**PROBLEMA CURTO**
Copie fielmente, do início ao fim, todas as linhas da listagem a seguir, sem omitir nem alterar nenhuma.

**LISTAGEM APRESENTADA**
>>>>>

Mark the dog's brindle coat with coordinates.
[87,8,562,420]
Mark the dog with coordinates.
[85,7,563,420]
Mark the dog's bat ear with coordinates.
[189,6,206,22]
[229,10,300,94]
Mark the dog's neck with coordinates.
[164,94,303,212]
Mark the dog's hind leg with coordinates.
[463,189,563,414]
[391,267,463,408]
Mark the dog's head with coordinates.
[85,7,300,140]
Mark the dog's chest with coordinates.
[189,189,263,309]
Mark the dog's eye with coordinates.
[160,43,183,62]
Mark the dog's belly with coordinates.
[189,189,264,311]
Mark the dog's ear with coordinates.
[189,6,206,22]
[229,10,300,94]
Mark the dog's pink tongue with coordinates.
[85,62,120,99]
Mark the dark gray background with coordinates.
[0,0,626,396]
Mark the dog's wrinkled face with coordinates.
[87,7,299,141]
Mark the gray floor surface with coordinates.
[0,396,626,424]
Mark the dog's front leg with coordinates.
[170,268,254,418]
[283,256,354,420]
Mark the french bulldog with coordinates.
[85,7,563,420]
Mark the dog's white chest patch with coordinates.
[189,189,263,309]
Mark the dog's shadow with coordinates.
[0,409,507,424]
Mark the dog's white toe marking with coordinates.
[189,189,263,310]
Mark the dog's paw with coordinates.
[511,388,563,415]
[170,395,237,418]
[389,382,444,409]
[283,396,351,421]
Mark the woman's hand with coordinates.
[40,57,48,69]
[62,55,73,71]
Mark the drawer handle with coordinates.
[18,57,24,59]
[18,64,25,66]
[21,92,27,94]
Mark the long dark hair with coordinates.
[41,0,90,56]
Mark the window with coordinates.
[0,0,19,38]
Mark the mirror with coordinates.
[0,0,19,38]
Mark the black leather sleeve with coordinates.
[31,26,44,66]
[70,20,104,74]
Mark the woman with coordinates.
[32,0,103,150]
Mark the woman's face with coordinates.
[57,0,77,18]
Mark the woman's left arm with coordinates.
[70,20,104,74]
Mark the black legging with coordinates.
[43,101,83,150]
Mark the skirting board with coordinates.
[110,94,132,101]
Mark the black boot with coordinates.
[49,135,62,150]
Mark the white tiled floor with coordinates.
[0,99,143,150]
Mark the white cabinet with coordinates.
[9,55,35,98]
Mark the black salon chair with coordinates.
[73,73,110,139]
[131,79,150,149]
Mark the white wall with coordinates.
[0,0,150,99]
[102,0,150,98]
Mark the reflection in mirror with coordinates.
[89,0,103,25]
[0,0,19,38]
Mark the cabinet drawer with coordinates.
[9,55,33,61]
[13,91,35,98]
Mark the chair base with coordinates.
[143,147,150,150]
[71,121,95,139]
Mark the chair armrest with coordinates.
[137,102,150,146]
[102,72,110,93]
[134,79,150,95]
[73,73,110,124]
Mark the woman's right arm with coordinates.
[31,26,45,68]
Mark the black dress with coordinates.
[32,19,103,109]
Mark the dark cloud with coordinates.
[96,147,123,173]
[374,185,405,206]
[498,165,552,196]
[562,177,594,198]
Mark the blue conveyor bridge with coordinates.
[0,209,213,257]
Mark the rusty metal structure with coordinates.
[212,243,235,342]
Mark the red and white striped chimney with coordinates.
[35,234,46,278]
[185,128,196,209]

<<<<<

**RESPOSTA ESCRITA**
Mark the dog's brindle coat with coordinates.
[87,8,562,420]
Mark the dog with coordinates.
[85,7,563,420]
Mark the dog's bat ear with coordinates.
[189,6,206,22]
[229,10,300,94]
Mark the dog's neck with coordinates.
[164,94,303,212]
Mark the dog's hind leg with coordinates.
[463,189,563,414]
[391,267,463,408]
Mark the dog's head with coordinates.
[85,7,300,140]
Mark the dog's chest with coordinates.
[189,189,263,309]
Mark the dog's eye with coordinates.
[160,43,183,62]
Mark the dog's belly with coordinates.
[189,189,264,311]
Mark the dog's ear with coordinates.
[189,6,206,22]
[229,10,300,94]
Mark the dog's pink tongue with coordinates.
[85,62,120,99]
Mark the dark gray background with coordinates.
[0,0,626,396]
Mark the dog's wrinkled face with coordinates.
[87,7,299,141]
Mark the gray floor surface with coordinates.
[0,396,626,424]
Mark the dog's front leg with coordinates.
[170,268,254,418]
[283,256,354,420]
Mark the french bulldog with coordinates.
[85,7,563,420]
Mark the dog's white chest patch with coordinates.
[189,189,263,309]
Mark the dog's shadow with coordinates.
[0,409,507,424]
Mark the dog's white toe marking with coordinates.
[189,189,263,310]
Mark the dog's paw with coordinates.
[511,388,563,415]
[170,395,237,418]
[389,382,444,409]
[283,396,351,421]
Mark the woman's hand with coordinates.
[40,57,48,69]
[62,55,73,71]
Mark the drawer handle with coordinates.
[18,57,24,59]
[18,64,25,66]
[21,92,27,94]
Mark the long dark hair with coordinates.
[41,0,90,56]
Mark the window with coordinates.
[0,0,19,38]
Mark the mirror with coordinates.
[0,0,19,38]
Mark the black leather sleeve with coordinates.
[31,26,44,66]
[70,20,104,74]
Mark the woman with coordinates.
[32,0,103,150]
Mark the woman's face with coordinates.
[57,0,77,18]
Mark the woman's left arm with coordinates.
[70,20,104,74]
Mark the black legging with coordinates.
[43,101,83,150]
Mark the skirting board with coordinates.
[110,94,132,101]
Mark the black boot with coordinates.
[49,135,62,150]
Mark the white tiled floor with coordinates.
[0,99,143,150]
Mark the white cabinet with coordinates.
[9,55,35,98]
Mark the black salon chair with coordinates.
[73,73,110,139]
[131,79,150,149]
Mark the white wall with coordinates.
[0,0,150,99]
[102,0,150,98]
Mark the reflection in mirror with coordinates.
[89,0,103,25]
[0,0,19,38]
Mark the cabinet drawer with coordinates.
[9,55,33,61]
[13,91,35,98]
Mark the chair base with coordinates.
[143,147,150,150]
[71,121,95,139]
Mark the chair armrest with coordinates.
[137,102,150,146]
[102,72,110,93]
[134,79,150,95]
[73,73,110,124]
Mark the woman's right arm with coordinates.
[31,26,45,68]
Mark the black dress with coordinates.
[32,19,103,109]
Mark the dark cloud with coordinates.
[96,147,123,173]
[374,185,405,206]
[498,165,552,196]
[562,177,594,198]
Mark the blue conveyor bridge with coordinates.
[0,209,213,257]
Mark the rusty metal structure with coordinates.
[212,243,235,342]
Mark the red and white striped chimney with coordinates.
[35,234,46,278]
[185,128,196,209]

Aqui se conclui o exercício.